# Given task 1
Decide whether each statement below agrees with the passage on Hawker and Morwenstow church. Answer yes or no for each, and quote the deciding words from the passage. (a) Hawker wrote "The Song of the Western Men" in 1824. (b) In the song, the march on London reached London. (c) The font is the oldest known Norman font.

Nearby stands a granite cross marked ‘Unknown Yet Well Known’, marking the mass grave of 30 or more seafarers who Hawker insisted should be buried in the churchyard.  The epitaph on the tomb (above) is inscribed with the quotation, ‘They came in paths of storm, they found this quiet home in Christian ground’.

Much of the original Norman church survives – there are Norman beasts in the doorway (above) and the font is the oldest known Norman font (below), with a cable decoration around the waist.  Simon Jenkins describes the hollowed bowl as being like ‘an open hard-boiled egg’.  The church is dedicated to Saint  Morwenna, an early 6th century Cornish saint who had a cell at Morwenstow.  She was the sister of Saint Juliot, who had a cell and founded the church near Boscastle that we visited yesterday.  Hawker wrote:

Welcome, wild rock and lonely shore!
Where round my days dark seas shall roar,
And thy gray fane, Morwenna, stand
The beacon of the Eternal Land.

A path leads from the church down to the cliff edge where the National Trust’s smallest building, ‘Hawker’s Hut’ is built into the face of the cliff. Here, Hawker spent many hours in contemplation, looking out to sea towards the island of Lundy, writing poetry, and smoking his opium pipe. He entertained guests here, including Alfred Tennyson and Charles Kingsley (whether they joined him in a drag on the opium pipe is unknown).

Other eccentricities included dressing up as a mermaid and excommunicating his cat for mousing on Sundays. He dressed in a claret-coloured coat, blue fisherman’s jersey, long sea-boots, a pink brimless hat and a poncho made from a yellow horse blanket. He talked to birds, invited his nine cats into church and kept a huge pig as a pet. He married twice, the first time a woman twice his age; then, after her death, a Polish woman a third his age.

The view from Hawker’s Hut

Inside Hawker’s Hut

Hawker’s Hut

Hawker built himself a remarkable Rectory (above) next to the church, with chimneys modelled on the towers of the churches in his life.

Hawker is also renowned as the author of  ‘The Song of the Western Men’, also known as ‘Trelawny’. He wrote the song in 1824, telling of events that took place in 1688, when James II, used the royal prerogative to suspend the operation of legislation directed against those who did not worship in accordance with the rites of the Church of England by issuing a Declaration of Indulgence towards Catholics and ordering it to be read in every church.  The song was inspired by the story of Jonathan Trelawny, one of  seven bishops who refused to read out the Indulgence and who  were  imprisoned in the Tower of London.  Hawker played around with the historical truth: the march on London described in the song only reached Bristol, before Trelawny was acquitted by a jury in London and released.

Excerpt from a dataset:
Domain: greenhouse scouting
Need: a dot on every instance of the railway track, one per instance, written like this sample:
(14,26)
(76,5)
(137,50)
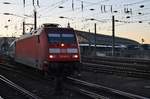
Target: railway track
(100,92)
(120,60)
(113,67)
(24,92)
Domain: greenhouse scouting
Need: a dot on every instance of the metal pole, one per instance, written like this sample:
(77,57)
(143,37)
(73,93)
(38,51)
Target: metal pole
(35,19)
(113,35)
(95,39)
(23,31)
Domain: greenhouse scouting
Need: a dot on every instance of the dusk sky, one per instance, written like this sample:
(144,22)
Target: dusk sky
(133,16)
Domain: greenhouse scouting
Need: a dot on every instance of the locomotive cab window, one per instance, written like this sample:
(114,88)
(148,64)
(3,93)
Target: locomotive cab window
(54,38)
(65,38)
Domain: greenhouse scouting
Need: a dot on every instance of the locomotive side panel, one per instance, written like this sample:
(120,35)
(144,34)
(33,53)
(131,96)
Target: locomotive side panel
(26,51)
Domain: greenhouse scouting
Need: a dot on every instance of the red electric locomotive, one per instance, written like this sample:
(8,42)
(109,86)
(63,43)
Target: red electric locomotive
(50,48)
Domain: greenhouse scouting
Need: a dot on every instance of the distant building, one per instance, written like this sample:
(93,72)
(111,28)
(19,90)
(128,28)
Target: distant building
(86,37)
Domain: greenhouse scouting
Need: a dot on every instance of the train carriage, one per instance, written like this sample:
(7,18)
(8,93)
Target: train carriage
(50,49)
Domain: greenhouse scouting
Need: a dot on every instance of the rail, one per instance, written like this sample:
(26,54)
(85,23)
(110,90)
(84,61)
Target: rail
(18,88)
(107,89)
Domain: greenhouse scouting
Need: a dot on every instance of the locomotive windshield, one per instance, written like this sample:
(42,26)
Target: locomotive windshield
(64,38)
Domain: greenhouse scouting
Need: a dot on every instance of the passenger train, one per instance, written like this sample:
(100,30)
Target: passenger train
(51,49)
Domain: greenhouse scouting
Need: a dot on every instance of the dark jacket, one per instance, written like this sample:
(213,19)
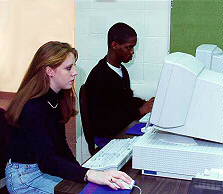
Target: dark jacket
(111,101)
(41,139)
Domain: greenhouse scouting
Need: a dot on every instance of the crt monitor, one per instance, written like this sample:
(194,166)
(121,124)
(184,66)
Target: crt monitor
(189,99)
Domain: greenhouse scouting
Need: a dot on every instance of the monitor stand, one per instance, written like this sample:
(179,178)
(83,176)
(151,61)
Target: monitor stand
(176,139)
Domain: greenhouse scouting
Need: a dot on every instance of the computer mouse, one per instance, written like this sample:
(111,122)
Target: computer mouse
(126,185)
(146,128)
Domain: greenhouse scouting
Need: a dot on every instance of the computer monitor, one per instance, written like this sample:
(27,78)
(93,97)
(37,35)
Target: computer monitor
(189,99)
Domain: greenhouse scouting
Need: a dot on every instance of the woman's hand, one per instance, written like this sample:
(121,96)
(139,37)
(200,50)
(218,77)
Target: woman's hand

# Given task 2
Filter the entries above, keeping every line that contains the string "side".

# Written answer 1
(a) Yes: "He wrote the song in 1824"
(b) No: "the march on London described in the song only reached Bristol"
(c) Yes: "the font is the oldest known Norman font"

# Written answer 2
Need: a dot on every instance of the locomotive side panel, one per instance, written like this sample:
Target: locomotive side panel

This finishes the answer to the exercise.